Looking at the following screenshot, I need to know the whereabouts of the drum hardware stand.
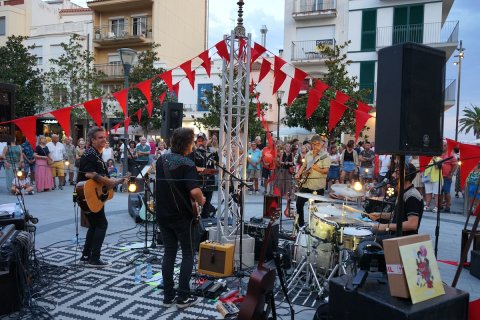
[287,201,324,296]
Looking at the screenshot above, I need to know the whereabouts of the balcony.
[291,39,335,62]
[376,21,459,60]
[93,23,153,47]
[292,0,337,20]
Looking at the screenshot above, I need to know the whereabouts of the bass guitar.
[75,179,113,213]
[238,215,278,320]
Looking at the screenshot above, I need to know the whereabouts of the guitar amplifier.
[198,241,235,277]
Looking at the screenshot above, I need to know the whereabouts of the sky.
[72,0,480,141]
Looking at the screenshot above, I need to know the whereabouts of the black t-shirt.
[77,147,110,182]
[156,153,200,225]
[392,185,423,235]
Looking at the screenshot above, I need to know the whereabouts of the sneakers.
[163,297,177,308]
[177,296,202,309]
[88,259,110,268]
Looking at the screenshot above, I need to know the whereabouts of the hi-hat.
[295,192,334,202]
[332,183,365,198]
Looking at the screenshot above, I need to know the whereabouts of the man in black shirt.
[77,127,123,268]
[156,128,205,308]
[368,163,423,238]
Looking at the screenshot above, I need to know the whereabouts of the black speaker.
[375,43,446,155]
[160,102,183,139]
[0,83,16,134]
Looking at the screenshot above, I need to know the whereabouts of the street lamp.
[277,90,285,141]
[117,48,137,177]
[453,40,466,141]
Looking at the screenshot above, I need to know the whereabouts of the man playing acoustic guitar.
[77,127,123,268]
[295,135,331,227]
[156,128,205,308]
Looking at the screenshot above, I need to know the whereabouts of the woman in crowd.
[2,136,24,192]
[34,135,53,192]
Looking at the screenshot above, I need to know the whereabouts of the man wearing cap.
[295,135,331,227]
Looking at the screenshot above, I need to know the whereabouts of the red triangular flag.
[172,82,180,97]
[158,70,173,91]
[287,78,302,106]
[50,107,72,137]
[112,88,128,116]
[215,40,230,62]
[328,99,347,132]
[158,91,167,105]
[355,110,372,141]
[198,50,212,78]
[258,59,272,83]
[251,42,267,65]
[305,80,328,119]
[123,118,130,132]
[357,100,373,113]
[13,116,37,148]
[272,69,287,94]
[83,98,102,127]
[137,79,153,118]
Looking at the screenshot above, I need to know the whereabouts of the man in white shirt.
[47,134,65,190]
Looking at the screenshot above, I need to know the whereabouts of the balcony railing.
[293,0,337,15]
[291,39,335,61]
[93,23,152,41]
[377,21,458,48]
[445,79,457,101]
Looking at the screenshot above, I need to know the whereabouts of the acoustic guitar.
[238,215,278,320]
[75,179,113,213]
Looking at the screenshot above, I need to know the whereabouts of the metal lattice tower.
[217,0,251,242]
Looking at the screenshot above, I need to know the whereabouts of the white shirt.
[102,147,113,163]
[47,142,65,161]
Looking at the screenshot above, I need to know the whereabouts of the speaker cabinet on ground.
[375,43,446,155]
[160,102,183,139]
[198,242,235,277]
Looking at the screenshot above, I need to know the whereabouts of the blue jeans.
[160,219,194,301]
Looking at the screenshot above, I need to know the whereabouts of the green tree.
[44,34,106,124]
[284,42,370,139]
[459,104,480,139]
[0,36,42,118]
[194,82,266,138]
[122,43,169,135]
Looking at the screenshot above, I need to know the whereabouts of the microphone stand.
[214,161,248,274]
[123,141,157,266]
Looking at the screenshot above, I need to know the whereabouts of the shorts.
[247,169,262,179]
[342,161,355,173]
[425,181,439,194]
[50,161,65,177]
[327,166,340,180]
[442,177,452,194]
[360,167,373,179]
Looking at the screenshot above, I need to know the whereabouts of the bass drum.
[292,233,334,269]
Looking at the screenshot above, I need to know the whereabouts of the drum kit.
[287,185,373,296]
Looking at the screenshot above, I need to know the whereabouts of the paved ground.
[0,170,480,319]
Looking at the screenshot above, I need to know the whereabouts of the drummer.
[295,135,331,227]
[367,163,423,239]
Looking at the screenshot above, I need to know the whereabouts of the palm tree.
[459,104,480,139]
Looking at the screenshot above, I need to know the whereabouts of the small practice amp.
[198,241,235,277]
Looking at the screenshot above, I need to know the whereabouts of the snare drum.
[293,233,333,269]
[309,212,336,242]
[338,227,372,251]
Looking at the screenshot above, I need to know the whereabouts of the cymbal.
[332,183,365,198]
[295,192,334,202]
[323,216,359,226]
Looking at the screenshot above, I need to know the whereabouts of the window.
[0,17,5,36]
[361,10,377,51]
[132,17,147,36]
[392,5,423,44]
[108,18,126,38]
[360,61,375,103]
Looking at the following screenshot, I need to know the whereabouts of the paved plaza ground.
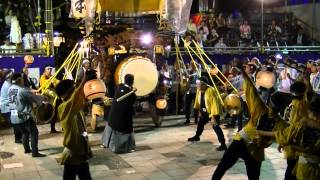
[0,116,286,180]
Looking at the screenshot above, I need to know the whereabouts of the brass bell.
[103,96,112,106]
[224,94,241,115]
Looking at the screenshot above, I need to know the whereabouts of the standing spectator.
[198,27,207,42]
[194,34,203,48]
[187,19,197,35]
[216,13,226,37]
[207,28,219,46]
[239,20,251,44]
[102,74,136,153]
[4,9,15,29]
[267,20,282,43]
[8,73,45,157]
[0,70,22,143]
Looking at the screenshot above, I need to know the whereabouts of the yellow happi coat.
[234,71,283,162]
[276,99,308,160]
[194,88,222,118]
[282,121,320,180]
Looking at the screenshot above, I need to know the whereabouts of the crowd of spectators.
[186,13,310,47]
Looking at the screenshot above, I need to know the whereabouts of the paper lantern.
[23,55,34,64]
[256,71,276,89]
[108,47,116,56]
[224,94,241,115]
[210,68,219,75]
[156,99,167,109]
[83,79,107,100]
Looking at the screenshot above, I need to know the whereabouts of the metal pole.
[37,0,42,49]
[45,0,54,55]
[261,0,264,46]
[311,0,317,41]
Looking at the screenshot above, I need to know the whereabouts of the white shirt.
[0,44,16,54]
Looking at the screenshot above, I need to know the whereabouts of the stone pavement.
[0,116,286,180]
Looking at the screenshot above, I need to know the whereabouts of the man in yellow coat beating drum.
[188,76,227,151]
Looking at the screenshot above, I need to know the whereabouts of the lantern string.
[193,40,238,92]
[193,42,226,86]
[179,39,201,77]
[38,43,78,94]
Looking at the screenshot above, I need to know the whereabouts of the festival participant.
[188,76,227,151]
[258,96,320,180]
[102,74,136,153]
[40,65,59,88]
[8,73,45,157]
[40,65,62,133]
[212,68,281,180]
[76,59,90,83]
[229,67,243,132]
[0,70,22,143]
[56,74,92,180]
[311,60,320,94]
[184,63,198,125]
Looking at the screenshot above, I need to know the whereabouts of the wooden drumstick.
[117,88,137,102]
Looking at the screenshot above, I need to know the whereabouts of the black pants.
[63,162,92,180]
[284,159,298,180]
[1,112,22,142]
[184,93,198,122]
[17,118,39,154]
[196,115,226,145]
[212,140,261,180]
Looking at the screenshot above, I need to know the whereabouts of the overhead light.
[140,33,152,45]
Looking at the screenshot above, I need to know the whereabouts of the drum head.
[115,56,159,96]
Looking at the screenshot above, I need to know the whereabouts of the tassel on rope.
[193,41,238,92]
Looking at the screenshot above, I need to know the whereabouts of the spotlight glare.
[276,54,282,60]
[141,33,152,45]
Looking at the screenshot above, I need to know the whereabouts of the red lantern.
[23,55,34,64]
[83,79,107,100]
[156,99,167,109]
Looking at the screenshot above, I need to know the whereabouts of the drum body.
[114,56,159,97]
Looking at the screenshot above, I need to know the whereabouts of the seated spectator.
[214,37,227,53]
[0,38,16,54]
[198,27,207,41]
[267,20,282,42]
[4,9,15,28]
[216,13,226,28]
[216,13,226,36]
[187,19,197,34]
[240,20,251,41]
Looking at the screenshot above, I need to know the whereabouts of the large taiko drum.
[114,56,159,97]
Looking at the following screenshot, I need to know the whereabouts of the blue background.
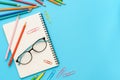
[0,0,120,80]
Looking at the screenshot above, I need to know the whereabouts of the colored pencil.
......
## Challenge:
Reproduce the data above verbatim, from its first line through the line holding "[392,185,423,235]", both ends included. Omit the pictures.

## Full response:
Looking at the following screenshot, I need to know the whereabouts of the drum hardware stand.
[287,201,324,296]
Looking at the screenshot above, I need to know the whereabouts of the balcony.
[291,39,335,62]
[376,21,459,60]
[93,23,153,47]
[292,0,337,20]
Looking at the screenshot above, I need to know the whereabouts of the bass guitar.
[75,179,113,213]
[238,215,278,320]
Looking at the screenshot above, I need to know the whereabouts of the guitar amplifier.
[198,241,235,277]
Looking at the screenshot above, I need to know the whereabouts of the sky.
[72,0,480,141]
Looking at the screenshot above, I need to know the whereabouts of the black t-shirt.
[77,147,110,182]
[156,153,200,225]
[392,185,423,235]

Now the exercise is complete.